### Short exercise
Can you rename "shot" to "photo" throughout the entries between the lines holding "Where is each instance of the window frame" and "point(381, 465)", inclusive, and give those lines again with nothing else changed? Leave the pictures out of your answer.

Excerpts of location labeling data
::::
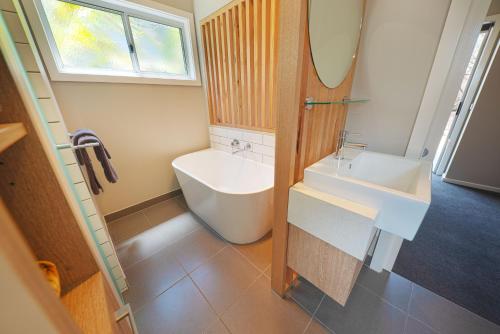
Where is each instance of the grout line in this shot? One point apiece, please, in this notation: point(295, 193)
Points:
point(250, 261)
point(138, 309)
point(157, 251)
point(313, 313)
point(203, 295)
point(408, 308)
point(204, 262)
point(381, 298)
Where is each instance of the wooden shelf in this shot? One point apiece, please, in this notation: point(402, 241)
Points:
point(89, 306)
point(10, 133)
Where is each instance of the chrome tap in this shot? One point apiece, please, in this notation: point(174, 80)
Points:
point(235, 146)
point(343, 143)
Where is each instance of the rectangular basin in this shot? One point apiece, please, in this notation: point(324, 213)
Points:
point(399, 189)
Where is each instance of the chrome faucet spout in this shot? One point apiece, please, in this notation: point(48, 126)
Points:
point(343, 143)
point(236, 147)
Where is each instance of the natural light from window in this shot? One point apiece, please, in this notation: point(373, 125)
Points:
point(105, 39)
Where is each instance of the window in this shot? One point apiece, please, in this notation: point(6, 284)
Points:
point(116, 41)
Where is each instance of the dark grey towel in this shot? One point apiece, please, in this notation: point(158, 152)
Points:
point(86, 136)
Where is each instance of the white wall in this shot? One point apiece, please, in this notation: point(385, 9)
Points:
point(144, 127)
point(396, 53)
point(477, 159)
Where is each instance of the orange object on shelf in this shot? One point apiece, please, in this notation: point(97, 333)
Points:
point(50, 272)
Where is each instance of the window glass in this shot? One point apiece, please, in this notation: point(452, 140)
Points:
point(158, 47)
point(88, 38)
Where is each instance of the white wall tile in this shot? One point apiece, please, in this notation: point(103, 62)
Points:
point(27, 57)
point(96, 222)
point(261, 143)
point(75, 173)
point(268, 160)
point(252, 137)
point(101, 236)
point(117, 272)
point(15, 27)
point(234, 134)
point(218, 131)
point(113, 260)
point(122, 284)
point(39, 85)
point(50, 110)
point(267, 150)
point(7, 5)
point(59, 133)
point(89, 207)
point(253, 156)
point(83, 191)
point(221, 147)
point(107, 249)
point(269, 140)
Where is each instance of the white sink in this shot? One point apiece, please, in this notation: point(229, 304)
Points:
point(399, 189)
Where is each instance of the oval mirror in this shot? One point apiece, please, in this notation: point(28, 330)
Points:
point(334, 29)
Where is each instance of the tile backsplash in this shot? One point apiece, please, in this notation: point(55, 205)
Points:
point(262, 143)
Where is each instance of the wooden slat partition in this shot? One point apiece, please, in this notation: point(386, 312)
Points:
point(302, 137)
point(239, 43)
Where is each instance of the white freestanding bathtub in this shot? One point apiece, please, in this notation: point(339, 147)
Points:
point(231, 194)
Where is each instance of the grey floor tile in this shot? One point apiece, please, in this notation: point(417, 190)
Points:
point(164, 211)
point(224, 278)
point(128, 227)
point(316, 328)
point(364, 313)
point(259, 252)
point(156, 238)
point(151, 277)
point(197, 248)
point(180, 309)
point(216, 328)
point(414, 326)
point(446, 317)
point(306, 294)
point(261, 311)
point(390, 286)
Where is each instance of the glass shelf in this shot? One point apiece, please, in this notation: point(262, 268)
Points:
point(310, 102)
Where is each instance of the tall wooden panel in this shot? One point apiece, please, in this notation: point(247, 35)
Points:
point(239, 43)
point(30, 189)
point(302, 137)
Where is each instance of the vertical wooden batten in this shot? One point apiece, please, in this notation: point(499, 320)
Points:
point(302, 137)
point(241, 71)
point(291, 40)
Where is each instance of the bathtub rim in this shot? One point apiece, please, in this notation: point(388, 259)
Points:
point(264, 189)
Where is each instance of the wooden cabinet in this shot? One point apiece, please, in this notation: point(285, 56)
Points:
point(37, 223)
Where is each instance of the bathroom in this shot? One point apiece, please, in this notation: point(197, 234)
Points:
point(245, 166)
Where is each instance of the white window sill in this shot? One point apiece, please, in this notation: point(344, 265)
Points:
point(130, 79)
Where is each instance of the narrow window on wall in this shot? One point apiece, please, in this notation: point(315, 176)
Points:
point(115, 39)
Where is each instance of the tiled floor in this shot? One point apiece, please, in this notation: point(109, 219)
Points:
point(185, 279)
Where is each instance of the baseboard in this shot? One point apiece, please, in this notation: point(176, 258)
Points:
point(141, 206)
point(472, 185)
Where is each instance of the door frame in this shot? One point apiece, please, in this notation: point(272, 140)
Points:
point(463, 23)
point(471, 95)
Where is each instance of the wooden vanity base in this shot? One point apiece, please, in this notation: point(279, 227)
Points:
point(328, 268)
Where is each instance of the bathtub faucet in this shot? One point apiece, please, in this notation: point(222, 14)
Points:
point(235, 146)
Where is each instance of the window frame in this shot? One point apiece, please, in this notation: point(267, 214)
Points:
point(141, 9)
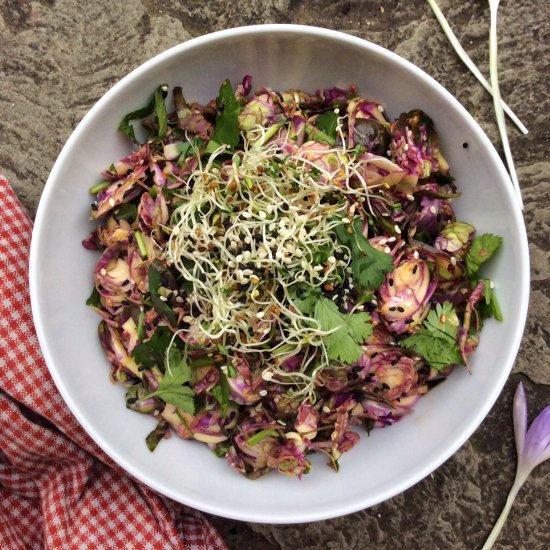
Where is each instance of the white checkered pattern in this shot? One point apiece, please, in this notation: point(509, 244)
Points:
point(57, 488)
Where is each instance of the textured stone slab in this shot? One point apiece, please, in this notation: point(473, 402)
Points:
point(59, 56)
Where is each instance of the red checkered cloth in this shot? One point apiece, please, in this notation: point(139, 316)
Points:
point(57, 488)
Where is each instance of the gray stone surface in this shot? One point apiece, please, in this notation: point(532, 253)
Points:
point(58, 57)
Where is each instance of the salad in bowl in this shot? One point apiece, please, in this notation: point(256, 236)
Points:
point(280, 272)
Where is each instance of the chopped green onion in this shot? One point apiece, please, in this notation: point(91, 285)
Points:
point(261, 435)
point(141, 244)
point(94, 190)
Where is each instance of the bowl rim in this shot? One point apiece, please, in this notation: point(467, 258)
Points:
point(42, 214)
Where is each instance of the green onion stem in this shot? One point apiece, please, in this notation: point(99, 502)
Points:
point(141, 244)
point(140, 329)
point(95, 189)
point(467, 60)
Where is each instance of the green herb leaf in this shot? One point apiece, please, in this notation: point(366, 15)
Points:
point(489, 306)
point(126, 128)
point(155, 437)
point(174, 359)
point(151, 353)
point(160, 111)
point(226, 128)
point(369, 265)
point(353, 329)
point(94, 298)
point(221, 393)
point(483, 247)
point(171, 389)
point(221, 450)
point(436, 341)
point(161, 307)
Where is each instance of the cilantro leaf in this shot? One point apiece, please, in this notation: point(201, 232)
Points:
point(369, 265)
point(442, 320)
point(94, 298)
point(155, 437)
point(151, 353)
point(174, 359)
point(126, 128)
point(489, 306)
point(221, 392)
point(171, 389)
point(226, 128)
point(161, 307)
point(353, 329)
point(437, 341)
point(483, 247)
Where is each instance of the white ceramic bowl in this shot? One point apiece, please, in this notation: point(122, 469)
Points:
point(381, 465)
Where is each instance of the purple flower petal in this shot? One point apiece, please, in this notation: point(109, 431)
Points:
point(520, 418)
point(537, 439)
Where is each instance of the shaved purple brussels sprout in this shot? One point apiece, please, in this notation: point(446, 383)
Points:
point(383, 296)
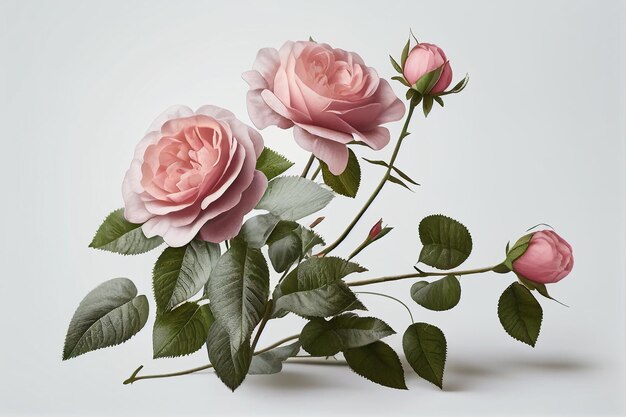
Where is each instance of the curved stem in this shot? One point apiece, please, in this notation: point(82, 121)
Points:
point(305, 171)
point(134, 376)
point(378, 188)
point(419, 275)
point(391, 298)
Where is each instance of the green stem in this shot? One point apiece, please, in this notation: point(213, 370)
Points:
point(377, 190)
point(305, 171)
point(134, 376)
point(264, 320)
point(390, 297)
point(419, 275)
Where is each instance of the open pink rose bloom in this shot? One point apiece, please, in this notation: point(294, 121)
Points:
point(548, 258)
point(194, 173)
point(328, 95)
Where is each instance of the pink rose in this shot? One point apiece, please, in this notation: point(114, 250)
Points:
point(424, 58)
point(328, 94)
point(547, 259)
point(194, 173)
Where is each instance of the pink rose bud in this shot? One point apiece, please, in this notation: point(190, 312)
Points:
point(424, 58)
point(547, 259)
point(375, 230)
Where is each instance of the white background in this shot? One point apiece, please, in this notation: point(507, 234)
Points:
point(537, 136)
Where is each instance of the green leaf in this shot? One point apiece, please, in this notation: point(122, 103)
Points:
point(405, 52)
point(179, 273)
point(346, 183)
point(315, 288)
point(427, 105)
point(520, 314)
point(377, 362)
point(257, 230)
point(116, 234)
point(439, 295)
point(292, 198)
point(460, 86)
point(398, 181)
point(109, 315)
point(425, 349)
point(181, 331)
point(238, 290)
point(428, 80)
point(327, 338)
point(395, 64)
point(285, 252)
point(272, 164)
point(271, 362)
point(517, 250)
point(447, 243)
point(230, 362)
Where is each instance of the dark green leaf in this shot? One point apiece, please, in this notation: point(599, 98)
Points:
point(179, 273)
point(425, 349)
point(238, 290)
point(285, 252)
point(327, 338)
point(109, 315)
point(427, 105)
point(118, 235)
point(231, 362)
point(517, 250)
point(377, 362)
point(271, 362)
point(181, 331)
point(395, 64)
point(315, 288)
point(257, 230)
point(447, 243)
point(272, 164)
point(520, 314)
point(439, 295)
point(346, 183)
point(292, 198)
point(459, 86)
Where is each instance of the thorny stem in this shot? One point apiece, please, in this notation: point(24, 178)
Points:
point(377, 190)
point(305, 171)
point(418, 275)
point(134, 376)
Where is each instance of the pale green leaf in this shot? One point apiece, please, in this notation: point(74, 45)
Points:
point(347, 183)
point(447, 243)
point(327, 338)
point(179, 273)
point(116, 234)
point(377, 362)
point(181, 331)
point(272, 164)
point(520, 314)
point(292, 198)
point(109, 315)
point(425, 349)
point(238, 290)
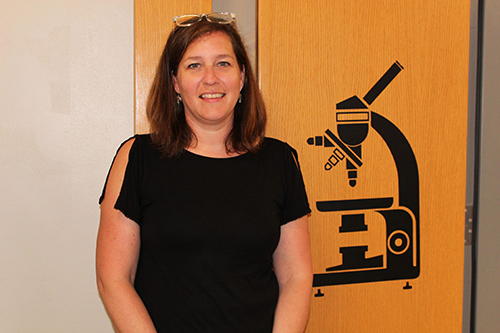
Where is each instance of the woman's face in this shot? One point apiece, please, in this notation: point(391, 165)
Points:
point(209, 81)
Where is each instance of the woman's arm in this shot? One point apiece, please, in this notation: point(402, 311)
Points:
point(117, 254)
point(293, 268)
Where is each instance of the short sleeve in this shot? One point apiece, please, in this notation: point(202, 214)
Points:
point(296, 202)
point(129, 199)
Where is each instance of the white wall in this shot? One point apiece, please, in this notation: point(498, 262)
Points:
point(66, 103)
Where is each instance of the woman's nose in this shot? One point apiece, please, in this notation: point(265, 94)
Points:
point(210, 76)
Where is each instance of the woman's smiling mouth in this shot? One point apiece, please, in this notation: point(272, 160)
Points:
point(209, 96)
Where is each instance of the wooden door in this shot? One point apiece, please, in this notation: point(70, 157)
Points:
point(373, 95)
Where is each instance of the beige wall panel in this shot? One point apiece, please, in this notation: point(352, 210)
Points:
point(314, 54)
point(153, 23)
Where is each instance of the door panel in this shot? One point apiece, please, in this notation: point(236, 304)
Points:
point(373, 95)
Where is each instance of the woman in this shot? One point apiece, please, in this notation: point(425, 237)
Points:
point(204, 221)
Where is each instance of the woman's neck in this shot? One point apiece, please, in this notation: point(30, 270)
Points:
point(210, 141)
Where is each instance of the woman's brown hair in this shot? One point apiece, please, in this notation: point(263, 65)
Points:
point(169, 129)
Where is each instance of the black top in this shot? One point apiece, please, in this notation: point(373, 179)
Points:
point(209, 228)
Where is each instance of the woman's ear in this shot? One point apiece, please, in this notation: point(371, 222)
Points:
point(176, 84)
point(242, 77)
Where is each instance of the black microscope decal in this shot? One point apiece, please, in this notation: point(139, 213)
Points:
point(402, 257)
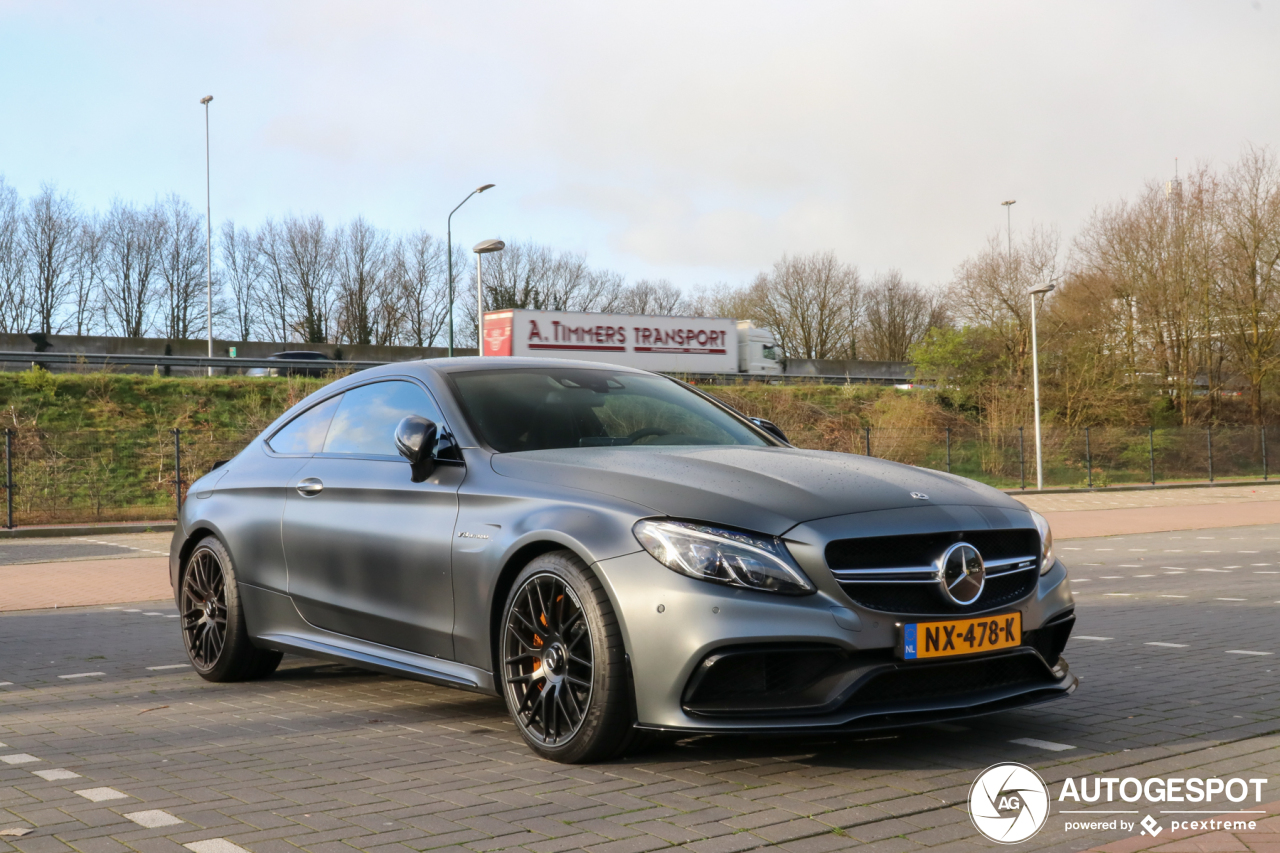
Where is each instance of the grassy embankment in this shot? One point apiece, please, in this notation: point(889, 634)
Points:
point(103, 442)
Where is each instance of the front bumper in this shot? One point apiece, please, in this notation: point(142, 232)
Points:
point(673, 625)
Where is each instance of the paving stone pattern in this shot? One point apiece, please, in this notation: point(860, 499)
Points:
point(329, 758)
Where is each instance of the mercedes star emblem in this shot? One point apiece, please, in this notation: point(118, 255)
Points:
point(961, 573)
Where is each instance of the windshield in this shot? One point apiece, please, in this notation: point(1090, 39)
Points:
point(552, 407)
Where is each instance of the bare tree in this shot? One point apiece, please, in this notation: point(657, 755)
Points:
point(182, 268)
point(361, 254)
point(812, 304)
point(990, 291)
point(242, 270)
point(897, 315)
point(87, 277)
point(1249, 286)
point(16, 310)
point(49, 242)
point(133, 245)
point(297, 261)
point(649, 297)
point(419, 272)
::::
### Expected answer
Where is each instance of the window frame in this photo? One point apiece, please, in this notation: point(267, 214)
Points:
point(141, 9)
Where is each instance of the white checkered pattern in this photo? One point apiece, please, in this notation: point(509, 244)
Points:
point(57, 488)
Where is each instance of the textured stone slab in this photo? One point apiece, please, in this notation: point(473, 402)
Points:
point(59, 56)
Where is each instance of the red checkered cloth in this photo? One point apiece, please, in this notation: point(139, 316)
Points:
point(57, 488)
Where is each instance of the gray stone surface in this photo? One point apiece, please, in this notation: point(532, 253)
Points:
point(58, 57)
Where is each instance of the salad in bowl in this photo? One point apiece, please, in this notation: point(256, 236)
Points:
point(280, 272)
Where is each instance of the chopped green onion in this photo? One point apiece, please, in this notation: point(91, 285)
Points:
point(261, 435)
point(141, 244)
point(94, 190)
Where is each instance of the bowl rim in this photo? One point apiece, please, in this notation: point(467, 258)
Points:
point(42, 214)
Where is each instance of the green onion stem in this photo? One point apiece, please, in this notation: point(99, 502)
Points:
point(141, 244)
point(140, 329)
point(95, 189)
point(467, 60)
Where is each instance of the green herb leaf in this photo? One point apiece, please, in this notation: point(366, 15)
Points:
point(489, 306)
point(126, 128)
point(155, 437)
point(174, 359)
point(151, 353)
point(160, 111)
point(226, 128)
point(369, 265)
point(353, 329)
point(94, 298)
point(221, 393)
point(483, 247)
point(171, 389)
point(221, 450)
point(436, 341)
point(161, 307)
Where is each instance of the cilantro leaf in this photo? One point apiece, please, in this notation: point(201, 232)
Points:
point(369, 265)
point(442, 320)
point(94, 298)
point(155, 437)
point(151, 353)
point(174, 359)
point(126, 128)
point(489, 306)
point(221, 392)
point(171, 389)
point(226, 128)
point(161, 307)
point(353, 329)
point(437, 341)
point(483, 247)
Where is each instance of the white ceramic bowl in this photo? One point apiece, please, in this notation: point(122, 469)
Points:
point(381, 465)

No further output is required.